DIRECTION: Copy out the data below word for word, leaving out the pictures.
** START OF PROVIDED ENTRIES **
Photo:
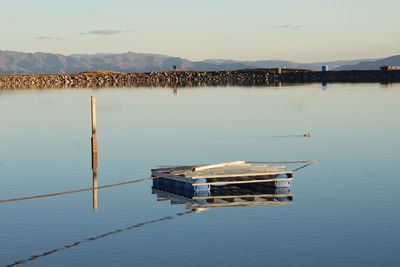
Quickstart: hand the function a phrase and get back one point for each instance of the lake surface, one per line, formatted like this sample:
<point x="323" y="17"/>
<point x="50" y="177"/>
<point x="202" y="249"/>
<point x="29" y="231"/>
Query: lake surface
<point x="345" y="209"/>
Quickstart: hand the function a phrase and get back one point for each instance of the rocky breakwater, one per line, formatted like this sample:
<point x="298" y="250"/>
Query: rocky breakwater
** END OF PROVIDED ENTRIES **
EXERCISE SOLUTION:
Photo:
Quickstart: hand the function a phrase and get back one point for each instance of the lake surface, one per line, formatted like this sample:
<point x="323" y="17"/>
<point x="50" y="177"/>
<point x="202" y="249"/>
<point x="29" y="231"/>
Query: lake surface
<point x="345" y="209"/>
Quickstart: hand the function a phrase and get back one point for each instance of the rocky breakwater, one per line, formatted like this sample:
<point x="298" y="250"/>
Query: rocky breakwater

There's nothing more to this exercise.